» **Work task**
The answer must consist of every line below that holds the word "pair".

» **Data for this exercise**
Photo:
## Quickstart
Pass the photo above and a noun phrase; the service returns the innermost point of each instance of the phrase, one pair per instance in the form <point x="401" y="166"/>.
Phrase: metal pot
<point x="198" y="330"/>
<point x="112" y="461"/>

--

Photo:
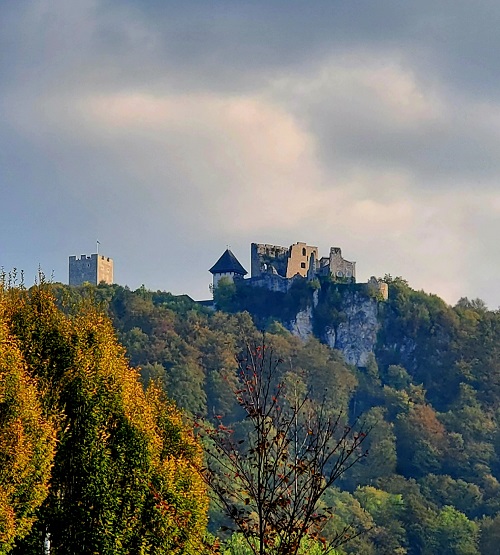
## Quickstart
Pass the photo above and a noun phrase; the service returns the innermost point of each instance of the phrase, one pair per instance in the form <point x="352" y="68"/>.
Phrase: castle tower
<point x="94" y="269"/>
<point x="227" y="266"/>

» **Your response**
Pass the photo above and a noun phrase; the service returns the innermost point of each instance of the phrase, one pair per instance in the form <point x="401" y="166"/>.
Pass the photo above and a noun phrase; the service returns the innermost point of each instance of the phrase, one pair per instance in the form <point x="352" y="68"/>.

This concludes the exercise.